── EXERCISE DATA ──

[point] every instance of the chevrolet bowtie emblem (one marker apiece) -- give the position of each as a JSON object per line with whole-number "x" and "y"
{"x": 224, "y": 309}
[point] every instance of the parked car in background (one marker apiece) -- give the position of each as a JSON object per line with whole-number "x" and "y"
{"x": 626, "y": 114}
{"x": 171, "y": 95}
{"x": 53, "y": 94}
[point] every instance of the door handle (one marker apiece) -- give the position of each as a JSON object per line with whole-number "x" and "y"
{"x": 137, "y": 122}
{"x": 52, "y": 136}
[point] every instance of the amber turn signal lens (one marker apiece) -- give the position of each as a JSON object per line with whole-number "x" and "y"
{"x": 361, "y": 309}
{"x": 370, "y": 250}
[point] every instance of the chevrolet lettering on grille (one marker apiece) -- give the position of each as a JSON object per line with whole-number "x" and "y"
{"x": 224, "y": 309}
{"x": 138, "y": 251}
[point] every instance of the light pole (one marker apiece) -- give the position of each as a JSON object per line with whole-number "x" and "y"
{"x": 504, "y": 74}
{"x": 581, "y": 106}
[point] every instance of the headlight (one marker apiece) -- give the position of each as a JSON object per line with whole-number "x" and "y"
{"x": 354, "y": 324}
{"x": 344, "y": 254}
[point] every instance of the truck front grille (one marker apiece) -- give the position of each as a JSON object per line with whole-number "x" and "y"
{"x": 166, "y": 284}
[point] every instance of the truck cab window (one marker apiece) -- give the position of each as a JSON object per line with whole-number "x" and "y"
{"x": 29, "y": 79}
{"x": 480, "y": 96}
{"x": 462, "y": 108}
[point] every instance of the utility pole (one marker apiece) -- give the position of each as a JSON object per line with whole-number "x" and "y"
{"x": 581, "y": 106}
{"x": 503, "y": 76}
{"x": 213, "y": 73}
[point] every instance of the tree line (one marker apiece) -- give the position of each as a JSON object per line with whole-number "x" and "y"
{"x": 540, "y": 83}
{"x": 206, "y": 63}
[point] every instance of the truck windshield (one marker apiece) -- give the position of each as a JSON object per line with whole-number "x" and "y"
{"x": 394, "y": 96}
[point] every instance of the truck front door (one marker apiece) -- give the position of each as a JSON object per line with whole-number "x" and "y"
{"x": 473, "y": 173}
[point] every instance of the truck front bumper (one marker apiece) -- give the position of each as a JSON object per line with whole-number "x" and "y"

───

OBJECTIVE: Lay out the material as a Markdown table with columns Row and Text, from the line containing "[point] every instance of the truck front grille" through the end of the material, both ends included. Number each line in Row, put the line itself in Text, and leave out blank lines.

SOLUTION TO THIS EXERCISE:
| Row | Text |
|---|---|
| 1 | [point] every instance of the truck front grille (one marker apiece) -- give the position of each as a JSON object per line with whole-number "x" and "y" |
| 2 | {"x": 166, "y": 284} |
| 3 | [point] every instance of the truck cab window (one marker apiece) -- give the position of each as a JSON object per line with whole-number "x" and "y" |
| 4 | {"x": 29, "y": 79} |
| 5 | {"x": 480, "y": 96} |
| 6 | {"x": 462, "y": 108} |
| 7 | [point] every instance of the utility pole (one marker apiece) -- give the position of each as a JSON object per line with whole-number "x" and "y" |
| 8 | {"x": 581, "y": 106} |
| 9 | {"x": 503, "y": 76} |
| 10 | {"x": 213, "y": 73} |
| 11 | [point] every instance of the tree line (one marker apiece) -- give the position of each as a JSON object per line with whole-number "x" and "y" |
| 12 | {"x": 540, "y": 83} |
| 13 | {"x": 206, "y": 63} |
| 14 | [point] every instance of the truck windshield (one marker apiece) -- give the position of each as a JSON object per line with whole-number "x" and "y" |
| 15 | {"x": 394, "y": 96} |
| 16 | [point] every instance of the truck front door (one marker apiece) -- give the position of each as a JSON object per line with whole-number "x" and "y" |
| 17 | {"x": 473, "y": 173} |
| 18 | [point] every instance of the truck front bumper (one marker apiece) -- give the position of each as a JSON object per line with whole-number "x" and "y" |